• _EXERCISE AIM_: Which lines below contain the word "building"? Copy each of them in full, and treat case as significant.

• _ENTRIES PROVIDED_:

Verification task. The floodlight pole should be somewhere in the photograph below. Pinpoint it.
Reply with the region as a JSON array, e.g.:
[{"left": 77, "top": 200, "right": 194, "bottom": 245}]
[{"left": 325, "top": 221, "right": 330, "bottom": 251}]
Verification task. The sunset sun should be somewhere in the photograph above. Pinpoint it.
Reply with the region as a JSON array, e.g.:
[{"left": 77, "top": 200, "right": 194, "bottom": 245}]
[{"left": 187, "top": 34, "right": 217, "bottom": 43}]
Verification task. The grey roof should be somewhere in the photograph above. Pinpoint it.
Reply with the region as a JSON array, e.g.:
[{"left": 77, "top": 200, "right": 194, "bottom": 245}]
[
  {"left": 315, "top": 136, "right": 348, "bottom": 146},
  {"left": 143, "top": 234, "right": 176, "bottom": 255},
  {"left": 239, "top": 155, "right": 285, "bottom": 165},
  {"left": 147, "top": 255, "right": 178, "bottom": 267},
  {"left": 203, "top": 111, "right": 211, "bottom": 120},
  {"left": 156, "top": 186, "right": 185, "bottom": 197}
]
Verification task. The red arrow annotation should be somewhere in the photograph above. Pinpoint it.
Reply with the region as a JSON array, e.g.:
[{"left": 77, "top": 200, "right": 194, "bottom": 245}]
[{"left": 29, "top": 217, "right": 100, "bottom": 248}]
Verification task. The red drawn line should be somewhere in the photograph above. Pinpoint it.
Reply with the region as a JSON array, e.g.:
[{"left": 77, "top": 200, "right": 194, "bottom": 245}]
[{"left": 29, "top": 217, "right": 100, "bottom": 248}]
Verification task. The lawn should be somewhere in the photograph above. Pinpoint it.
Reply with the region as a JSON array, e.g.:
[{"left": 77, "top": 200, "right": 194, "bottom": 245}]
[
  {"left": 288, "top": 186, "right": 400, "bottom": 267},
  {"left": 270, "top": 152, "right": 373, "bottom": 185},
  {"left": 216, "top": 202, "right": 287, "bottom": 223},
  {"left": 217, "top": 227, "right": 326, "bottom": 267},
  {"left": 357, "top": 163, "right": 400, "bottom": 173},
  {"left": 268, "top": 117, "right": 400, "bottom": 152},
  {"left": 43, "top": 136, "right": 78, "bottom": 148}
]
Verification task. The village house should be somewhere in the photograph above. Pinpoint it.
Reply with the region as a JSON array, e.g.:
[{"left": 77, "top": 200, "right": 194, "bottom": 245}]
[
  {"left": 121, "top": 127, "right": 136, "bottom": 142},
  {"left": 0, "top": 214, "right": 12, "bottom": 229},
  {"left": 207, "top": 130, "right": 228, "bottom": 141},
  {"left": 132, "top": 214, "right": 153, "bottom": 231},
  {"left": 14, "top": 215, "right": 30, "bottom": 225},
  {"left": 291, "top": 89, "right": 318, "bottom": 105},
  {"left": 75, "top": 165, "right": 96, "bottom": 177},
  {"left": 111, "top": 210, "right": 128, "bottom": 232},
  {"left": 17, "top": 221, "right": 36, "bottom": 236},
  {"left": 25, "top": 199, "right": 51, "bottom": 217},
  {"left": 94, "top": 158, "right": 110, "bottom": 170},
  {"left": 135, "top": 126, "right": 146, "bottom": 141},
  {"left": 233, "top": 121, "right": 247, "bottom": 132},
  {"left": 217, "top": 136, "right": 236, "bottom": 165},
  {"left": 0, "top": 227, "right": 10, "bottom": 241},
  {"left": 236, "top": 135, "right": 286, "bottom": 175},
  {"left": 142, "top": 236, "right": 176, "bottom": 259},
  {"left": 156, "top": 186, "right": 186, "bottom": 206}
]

==

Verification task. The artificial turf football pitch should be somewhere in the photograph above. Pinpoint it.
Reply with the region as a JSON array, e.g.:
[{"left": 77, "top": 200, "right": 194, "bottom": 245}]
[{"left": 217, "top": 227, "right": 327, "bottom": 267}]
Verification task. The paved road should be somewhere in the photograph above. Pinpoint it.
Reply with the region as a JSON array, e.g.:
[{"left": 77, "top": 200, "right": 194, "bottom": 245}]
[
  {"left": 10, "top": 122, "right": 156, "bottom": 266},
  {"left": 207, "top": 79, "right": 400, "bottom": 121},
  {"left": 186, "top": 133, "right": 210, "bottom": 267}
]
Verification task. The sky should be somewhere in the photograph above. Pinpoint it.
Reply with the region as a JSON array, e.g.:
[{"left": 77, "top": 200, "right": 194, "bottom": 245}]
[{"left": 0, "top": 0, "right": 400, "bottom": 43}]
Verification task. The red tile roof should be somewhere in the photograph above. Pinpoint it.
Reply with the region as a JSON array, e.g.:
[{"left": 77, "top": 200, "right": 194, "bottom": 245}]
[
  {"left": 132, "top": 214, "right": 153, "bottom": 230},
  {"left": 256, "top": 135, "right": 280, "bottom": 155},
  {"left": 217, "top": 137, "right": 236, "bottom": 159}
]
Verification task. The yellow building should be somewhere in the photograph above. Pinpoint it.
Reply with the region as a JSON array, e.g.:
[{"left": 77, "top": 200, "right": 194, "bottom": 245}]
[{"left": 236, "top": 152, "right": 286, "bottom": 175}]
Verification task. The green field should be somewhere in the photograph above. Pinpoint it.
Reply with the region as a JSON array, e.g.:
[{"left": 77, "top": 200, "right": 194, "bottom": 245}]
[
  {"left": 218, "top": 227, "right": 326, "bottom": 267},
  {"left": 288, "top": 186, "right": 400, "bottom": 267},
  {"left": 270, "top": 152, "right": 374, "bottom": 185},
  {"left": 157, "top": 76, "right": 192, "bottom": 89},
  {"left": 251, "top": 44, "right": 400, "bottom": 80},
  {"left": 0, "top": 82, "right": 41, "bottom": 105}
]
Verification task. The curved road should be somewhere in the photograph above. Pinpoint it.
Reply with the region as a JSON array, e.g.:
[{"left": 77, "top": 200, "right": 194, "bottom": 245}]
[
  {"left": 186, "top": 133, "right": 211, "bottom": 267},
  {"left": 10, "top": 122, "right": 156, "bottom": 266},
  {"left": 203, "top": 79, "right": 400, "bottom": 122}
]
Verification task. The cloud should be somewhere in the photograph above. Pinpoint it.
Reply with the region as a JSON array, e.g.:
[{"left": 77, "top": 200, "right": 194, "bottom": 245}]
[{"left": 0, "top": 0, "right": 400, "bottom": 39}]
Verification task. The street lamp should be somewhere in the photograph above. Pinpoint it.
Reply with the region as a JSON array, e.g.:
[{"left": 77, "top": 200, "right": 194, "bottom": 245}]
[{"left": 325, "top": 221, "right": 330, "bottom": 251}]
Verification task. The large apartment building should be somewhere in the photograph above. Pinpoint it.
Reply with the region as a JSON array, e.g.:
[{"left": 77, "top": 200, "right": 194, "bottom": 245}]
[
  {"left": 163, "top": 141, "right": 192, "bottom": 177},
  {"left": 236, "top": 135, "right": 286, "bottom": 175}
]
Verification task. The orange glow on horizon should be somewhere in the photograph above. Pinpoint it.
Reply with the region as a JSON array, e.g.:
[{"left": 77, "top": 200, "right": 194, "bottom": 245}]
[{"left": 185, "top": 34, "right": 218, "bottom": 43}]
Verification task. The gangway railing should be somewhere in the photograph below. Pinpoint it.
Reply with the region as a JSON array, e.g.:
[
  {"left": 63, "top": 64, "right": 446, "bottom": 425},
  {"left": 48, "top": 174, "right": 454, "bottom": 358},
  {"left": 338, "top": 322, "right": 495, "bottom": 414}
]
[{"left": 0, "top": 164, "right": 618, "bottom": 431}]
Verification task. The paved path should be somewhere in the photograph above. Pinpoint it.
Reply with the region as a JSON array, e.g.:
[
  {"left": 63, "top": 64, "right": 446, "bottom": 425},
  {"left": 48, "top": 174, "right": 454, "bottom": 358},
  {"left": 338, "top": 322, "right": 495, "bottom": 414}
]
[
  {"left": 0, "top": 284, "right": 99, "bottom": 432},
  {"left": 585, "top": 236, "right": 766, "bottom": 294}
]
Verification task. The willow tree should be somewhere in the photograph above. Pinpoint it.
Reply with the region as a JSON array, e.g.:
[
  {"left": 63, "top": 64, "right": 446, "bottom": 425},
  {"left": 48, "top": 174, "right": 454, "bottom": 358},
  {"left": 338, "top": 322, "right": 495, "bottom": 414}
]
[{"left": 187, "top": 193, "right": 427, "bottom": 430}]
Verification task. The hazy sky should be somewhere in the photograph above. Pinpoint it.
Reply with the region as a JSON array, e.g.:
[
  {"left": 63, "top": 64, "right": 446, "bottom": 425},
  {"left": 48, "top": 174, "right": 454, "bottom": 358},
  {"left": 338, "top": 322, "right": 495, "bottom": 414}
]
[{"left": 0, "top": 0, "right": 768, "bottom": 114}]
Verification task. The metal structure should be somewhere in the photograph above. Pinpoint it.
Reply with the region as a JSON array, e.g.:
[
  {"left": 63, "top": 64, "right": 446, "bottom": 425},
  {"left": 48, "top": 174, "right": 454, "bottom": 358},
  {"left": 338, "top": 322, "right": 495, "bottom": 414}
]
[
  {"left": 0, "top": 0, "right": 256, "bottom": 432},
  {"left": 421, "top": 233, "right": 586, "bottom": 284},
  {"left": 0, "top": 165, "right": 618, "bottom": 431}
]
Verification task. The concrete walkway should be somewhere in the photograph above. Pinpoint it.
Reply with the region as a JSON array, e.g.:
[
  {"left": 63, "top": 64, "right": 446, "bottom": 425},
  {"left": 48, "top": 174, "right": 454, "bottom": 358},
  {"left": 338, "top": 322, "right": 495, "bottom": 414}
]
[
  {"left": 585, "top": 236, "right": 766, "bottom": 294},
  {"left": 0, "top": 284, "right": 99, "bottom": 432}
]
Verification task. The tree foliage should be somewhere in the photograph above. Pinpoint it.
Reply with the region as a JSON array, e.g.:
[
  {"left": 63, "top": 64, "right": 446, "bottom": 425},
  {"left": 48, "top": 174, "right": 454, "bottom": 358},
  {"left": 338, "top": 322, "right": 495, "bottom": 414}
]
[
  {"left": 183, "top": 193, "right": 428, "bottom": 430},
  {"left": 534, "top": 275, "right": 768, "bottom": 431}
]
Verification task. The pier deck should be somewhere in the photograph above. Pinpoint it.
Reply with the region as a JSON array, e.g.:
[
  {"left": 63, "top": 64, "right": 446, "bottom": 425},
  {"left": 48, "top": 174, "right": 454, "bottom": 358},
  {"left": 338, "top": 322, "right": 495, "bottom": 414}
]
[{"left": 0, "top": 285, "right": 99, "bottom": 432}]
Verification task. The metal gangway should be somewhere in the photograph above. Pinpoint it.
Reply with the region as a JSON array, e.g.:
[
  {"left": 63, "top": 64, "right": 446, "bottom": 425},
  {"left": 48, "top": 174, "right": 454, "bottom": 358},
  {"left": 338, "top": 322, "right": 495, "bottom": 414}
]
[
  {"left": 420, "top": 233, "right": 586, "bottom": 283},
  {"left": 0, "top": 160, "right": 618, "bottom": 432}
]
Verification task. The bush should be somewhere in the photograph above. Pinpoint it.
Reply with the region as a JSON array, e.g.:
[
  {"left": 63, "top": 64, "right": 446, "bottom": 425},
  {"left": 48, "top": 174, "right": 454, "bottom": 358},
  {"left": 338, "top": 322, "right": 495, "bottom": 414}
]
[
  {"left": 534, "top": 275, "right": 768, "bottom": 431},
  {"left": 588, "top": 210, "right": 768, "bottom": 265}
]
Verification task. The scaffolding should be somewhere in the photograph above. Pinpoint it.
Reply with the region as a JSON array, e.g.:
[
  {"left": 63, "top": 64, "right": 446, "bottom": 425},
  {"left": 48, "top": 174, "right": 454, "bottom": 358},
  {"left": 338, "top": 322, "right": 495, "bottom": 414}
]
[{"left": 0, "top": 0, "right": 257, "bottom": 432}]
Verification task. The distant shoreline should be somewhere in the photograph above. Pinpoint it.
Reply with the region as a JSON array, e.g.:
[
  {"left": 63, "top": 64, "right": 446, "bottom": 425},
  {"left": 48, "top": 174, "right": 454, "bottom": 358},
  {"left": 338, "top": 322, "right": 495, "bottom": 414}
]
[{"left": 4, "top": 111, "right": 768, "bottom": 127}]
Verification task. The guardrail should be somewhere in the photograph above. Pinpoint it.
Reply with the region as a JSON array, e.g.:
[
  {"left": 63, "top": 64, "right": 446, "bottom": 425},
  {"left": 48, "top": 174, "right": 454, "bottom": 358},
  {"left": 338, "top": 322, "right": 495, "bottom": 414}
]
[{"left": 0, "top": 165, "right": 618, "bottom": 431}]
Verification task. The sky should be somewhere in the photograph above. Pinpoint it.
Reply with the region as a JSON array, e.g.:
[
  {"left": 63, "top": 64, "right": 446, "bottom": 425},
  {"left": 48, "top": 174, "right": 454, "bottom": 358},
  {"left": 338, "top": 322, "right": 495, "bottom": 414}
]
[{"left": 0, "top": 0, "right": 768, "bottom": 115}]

• _SOLUTION TO THIS EXERCISE_:
Verification task. The yellow building should be somewhere in the photograph above. Pinpoint it.
Verification task. The large apartment building should be somewhere in the photograph above. Pinpoint it.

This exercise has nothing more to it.